Data entries
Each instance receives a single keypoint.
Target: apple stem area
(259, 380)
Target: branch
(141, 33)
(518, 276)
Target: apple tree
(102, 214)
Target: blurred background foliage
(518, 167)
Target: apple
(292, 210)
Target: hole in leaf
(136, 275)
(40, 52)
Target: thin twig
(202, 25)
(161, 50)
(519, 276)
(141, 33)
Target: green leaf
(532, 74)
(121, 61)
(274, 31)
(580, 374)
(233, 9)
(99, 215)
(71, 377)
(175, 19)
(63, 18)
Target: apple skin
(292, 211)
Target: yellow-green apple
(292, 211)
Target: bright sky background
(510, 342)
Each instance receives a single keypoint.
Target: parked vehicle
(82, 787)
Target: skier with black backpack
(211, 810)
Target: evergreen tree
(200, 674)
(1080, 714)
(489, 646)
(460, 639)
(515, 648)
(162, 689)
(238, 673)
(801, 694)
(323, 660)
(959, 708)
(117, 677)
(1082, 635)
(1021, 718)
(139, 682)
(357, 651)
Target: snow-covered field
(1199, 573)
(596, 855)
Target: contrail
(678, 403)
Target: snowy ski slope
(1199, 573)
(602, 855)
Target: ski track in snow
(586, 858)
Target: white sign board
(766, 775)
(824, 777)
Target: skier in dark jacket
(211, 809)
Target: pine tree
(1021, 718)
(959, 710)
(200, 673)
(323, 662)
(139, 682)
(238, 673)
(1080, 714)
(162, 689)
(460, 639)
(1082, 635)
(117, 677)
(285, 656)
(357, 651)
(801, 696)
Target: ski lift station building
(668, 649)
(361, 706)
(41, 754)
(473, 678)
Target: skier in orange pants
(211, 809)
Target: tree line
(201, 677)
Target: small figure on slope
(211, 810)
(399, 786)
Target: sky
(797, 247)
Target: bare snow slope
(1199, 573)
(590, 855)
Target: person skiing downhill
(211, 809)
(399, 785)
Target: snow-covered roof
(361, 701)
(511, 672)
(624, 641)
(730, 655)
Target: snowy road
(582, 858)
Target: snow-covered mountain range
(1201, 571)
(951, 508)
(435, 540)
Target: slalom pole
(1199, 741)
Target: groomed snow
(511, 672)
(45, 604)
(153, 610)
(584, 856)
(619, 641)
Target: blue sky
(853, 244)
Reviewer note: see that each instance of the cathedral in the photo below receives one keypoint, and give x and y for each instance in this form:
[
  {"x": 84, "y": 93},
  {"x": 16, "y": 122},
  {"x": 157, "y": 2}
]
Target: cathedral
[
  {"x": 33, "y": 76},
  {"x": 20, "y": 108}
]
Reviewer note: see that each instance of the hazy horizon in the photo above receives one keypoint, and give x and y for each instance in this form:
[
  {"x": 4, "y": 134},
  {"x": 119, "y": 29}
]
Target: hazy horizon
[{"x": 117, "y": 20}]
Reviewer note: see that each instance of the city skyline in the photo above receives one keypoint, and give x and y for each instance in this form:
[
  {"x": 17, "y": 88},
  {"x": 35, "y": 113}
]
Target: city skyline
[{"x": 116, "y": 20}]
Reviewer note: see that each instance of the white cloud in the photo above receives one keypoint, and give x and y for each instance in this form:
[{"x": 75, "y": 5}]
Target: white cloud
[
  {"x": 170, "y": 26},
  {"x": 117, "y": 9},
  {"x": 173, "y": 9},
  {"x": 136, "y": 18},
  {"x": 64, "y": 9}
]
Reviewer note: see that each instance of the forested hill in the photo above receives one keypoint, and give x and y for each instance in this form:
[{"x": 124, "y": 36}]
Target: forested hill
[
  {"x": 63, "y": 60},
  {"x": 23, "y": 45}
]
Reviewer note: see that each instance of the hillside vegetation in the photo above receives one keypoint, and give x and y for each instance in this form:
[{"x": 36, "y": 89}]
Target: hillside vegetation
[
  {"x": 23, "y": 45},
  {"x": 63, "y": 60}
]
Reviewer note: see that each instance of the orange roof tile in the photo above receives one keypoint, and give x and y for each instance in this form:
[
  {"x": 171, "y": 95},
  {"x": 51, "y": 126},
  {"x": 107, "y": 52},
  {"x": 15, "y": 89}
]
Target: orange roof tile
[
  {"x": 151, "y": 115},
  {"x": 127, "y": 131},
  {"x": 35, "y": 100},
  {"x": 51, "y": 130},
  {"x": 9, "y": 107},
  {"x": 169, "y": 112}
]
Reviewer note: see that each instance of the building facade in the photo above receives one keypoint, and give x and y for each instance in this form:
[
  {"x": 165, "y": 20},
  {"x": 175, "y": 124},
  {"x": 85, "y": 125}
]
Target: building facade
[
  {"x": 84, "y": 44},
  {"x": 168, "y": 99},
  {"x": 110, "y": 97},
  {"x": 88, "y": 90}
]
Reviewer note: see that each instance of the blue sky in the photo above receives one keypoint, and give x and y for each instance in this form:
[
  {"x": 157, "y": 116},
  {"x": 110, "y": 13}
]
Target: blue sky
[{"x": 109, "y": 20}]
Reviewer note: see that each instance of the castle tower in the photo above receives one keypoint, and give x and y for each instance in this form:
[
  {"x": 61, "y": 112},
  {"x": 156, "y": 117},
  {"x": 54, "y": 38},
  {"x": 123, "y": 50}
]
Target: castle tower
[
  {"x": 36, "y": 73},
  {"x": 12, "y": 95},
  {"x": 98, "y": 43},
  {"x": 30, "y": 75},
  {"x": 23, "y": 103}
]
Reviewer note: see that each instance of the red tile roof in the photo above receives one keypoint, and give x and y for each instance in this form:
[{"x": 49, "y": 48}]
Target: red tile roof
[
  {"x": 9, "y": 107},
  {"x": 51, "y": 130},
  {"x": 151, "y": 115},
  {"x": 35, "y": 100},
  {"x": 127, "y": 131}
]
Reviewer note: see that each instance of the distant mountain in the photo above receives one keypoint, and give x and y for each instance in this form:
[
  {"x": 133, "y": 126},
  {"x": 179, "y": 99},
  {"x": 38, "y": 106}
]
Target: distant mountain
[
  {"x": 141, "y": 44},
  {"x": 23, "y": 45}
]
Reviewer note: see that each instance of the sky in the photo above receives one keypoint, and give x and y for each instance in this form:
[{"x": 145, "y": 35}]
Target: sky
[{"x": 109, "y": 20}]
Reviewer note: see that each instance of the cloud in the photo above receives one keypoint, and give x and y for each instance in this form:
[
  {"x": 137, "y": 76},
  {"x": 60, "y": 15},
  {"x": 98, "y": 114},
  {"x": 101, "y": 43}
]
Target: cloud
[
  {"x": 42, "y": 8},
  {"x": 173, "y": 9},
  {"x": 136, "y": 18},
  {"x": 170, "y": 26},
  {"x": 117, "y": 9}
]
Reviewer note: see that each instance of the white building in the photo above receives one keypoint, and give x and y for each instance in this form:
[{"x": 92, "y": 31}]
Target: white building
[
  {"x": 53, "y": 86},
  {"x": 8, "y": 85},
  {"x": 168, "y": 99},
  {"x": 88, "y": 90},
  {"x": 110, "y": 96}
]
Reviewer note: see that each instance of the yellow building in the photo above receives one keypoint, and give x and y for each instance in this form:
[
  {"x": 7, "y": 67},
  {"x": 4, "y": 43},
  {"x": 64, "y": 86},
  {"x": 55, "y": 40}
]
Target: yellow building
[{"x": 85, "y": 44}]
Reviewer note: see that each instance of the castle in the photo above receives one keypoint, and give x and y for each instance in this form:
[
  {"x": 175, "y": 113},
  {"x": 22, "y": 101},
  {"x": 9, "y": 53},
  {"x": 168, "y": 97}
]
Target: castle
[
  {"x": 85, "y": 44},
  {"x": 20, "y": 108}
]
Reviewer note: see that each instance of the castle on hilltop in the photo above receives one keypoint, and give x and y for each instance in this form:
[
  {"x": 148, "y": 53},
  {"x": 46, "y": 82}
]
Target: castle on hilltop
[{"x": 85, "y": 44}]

The task – Generate an exact reproduction of all entries.

Correct result –
Each instance receives a single keypoint.
Target: apple stem area
(259, 380)
Target: branch
(141, 33)
(518, 276)
Target: apple tree
(102, 214)
Target: blurred background foliage
(518, 167)
Target: apple
(292, 210)
Target: hole in leaf
(136, 275)
(40, 52)
Target: thin twig
(202, 25)
(161, 50)
(519, 276)
(141, 33)
Target: green leaf
(532, 74)
(121, 61)
(274, 31)
(580, 374)
(233, 9)
(99, 215)
(71, 377)
(175, 19)
(63, 18)
Target: apple skin
(292, 211)
Target: yellow-green apple
(292, 211)
Target: bright sky background
(510, 342)
Each instance receives a single keypoint.
Target: parked vehicle
(82, 787)
Target: skier with black backpack
(211, 810)
Target: evergreen tree
(200, 674)
(1080, 714)
(489, 646)
(460, 639)
(515, 648)
(162, 689)
(238, 673)
(801, 694)
(323, 660)
(959, 708)
(117, 677)
(1082, 635)
(1021, 718)
(139, 682)
(357, 651)
Target: snow-covered field
(1199, 573)
(596, 855)
Target: contrail
(678, 403)
Target: snowy ski slope
(1199, 573)
(602, 855)
Target: ski track in snow
(586, 858)
Target: white sign board
(766, 775)
(824, 777)
Target: skier in dark jacket
(211, 809)
Target: pine tree
(1021, 718)
(959, 710)
(200, 673)
(323, 662)
(139, 682)
(238, 673)
(1080, 714)
(162, 689)
(460, 639)
(1082, 635)
(117, 677)
(285, 656)
(357, 651)
(801, 696)
Target: ski lift station building
(668, 649)
(361, 706)
(41, 754)
(473, 678)
Target: skier in orange pants
(211, 809)
Target: tree line
(201, 677)
Target: small figure on slope
(211, 810)
(399, 786)
Target: sky
(797, 247)
Target: bare snow slope
(1199, 573)
(590, 855)
Target: person skiing downhill
(211, 809)
(399, 785)
Target: snow-covered roof
(361, 701)
(511, 672)
(624, 641)
(730, 655)
Target: snowy road
(582, 858)
Target: snow-covered mountain range
(1201, 571)
(951, 508)
(435, 540)
Target: slalom pole
(1199, 741)
Target: groomed snow
(511, 672)
(45, 604)
(153, 610)
(584, 856)
(619, 641)
Target: blue sky
(853, 244)
Reviewer note: see that each instance of the cathedral in the photo below receives one keypoint, and give x and y for each instance in this form:
[
  {"x": 84, "y": 93},
  {"x": 16, "y": 122},
  {"x": 157, "y": 2}
]
Target: cathedral
[
  {"x": 33, "y": 76},
  {"x": 20, "y": 108}
]
Reviewer note: see that each instance of the hazy horizon in the photo above receives one keypoint, and give x and y for each instance in this form:
[
  {"x": 4, "y": 134},
  {"x": 119, "y": 29}
]
Target: hazy horizon
[{"x": 117, "y": 20}]
Reviewer note: see that each instance of the city skyline in the photo above receives one keypoint, and give x and y for each instance in this form:
[
  {"x": 17, "y": 88},
  {"x": 35, "y": 113}
]
Target: city skyline
[{"x": 116, "y": 20}]
Reviewer note: see that each instance of the white cloud in the photo above receives one keypoint, and give x and y for each instance in this form:
[{"x": 75, "y": 5}]
Target: white cloud
[
  {"x": 170, "y": 26},
  {"x": 117, "y": 9},
  {"x": 173, "y": 9},
  {"x": 136, "y": 18},
  {"x": 64, "y": 9}
]
Reviewer note: see that each instance of the forested hill in the photo above receives one keypoint, and give x and y for each instance in this form:
[{"x": 124, "y": 36}]
Target: forested hill
[
  {"x": 63, "y": 60},
  {"x": 23, "y": 45}
]
Reviewer note: see that each instance of the hillside vegetation in the photo above receives one keypoint, and give x and y for each instance in this form:
[{"x": 36, "y": 89}]
Target: hillside vegetation
[
  {"x": 23, "y": 45},
  {"x": 63, "y": 60}
]
Reviewer note: see that each instance of the orange roof tile in the photo above receives one keypoint, and give x and y for each instance in this form:
[
  {"x": 171, "y": 95},
  {"x": 51, "y": 126},
  {"x": 107, "y": 52},
  {"x": 15, "y": 89}
]
Target: orange roof tile
[
  {"x": 151, "y": 115},
  {"x": 127, "y": 131},
  {"x": 35, "y": 100},
  {"x": 51, "y": 130},
  {"x": 9, "y": 107},
  {"x": 169, "y": 112}
]
Reviewer note: see that each instance of the building facade in the photo above receives one keypoint, and give x and y for each instance in this form:
[
  {"x": 165, "y": 20},
  {"x": 175, "y": 124},
  {"x": 85, "y": 125}
]
Target: building facade
[
  {"x": 84, "y": 44},
  {"x": 168, "y": 99},
  {"x": 110, "y": 97},
  {"x": 88, "y": 90}
]
Reviewer note: see that each instance of the blue sky in the photo above receives one keypoint, and give x and y for each instance in this form:
[
  {"x": 157, "y": 116},
  {"x": 110, "y": 13}
]
Target: blue sky
[{"x": 109, "y": 20}]
Reviewer note: see that each instance of the castle tower in the photo above receives one keypoint, and give x and y for each instance in this form:
[
  {"x": 61, "y": 112},
  {"x": 156, "y": 117},
  {"x": 54, "y": 38},
  {"x": 123, "y": 50}
]
Target: castle tower
[
  {"x": 36, "y": 73},
  {"x": 12, "y": 95},
  {"x": 98, "y": 43},
  {"x": 30, "y": 75},
  {"x": 23, "y": 103}
]
Reviewer note: see that each instance of the red tile roof in the photo above receives one keypoint, and give x and y for each instance in this form:
[{"x": 49, "y": 48}]
Target: red tile roof
[
  {"x": 9, "y": 107},
  {"x": 51, "y": 130},
  {"x": 151, "y": 115},
  {"x": 35, "y": 100},
  {"x": 127, "y": 131}
]
Reviewer note: see that each instance of the distant mountain in the photo above receives one keypoint, and give x and y for each instance in this form:
[
  {"x": 133, "y": 126},
  {"x": 179, "y": 99},
  {"x": 38, "y": 106}
]
Target: distant mountain
[
  {"x": 141, "y": 44},
  {"x": 23, "y": 45}
]
Reviewer note: see that each instance of the sky in the photo above receives one keypoint, and give x and y for each instance in this form:
[{"x": 145, "y": 35}]
Target: sky
[{"x": 109, "y": 20}]
Reviewer note: see that each instance of the cloud in the photo above receives one keypoint, and give x and y for each instance in this form:
[
  {"x": 137, "y": 76},
  {"x": 60, "y": 15},
  {"x": 98, "y": 114},
  {"x": 101, "y": 43}
]
Target: cloud
[
  {"x": 42, "y": 8},
  {"x": 173, "y": 9},
  {"x": 136, "y": 18},
  {"x": 170, "y": 26},
  {"x": 117, "y": 9}
]
Reviewer note: see that each instance of the white building in the photo above receives one keypoint, and give x and y for each instance in this form:
[{"x": 92, "y": 31}]
Target: white building
[
  {"x": 53, "y": 86},
  {"x": 8, "y": 85},
  {"x": 168, "y": 99},
  {"x": 88, "y": 90},
  {"x": 110, "y": 96}
]
Reviewer note: see that each instance of the yellow building in the photo above receives one keypoint, and give x and y for each instance in this form:
[
  {"x": 7, "y": 67},
  {"x": 4, "y": 43},
  {"x": 64, "y": 86},
  {"x": 55, "y": 40}
]
Target: yellow building
[{"x": 85, "y": 44}]
Reviewer note: see that each instance of the castle in the photo above receives one keypoint, and give x and y for each instance in this form:
[
  {"x": 175, "y": 113},
  {"x": 22, "y": 101},
  {"x": 9, "y": 53},
  {"x": 168, "y": 97}
]
Target: castle
[
  {"x": 85, "y": 44},
  {"x": 20, "y": 108}
]
Reviewer note: see that each instance of the castle on hilltop in the photo above receives one keypoint, and give x and y for each instance in this form:
[
  {"x": 148, "y": 53},
  {"x": 46, "y": 82}
]
Target: castle on hilltop
[{"x": 85, "y": 44}]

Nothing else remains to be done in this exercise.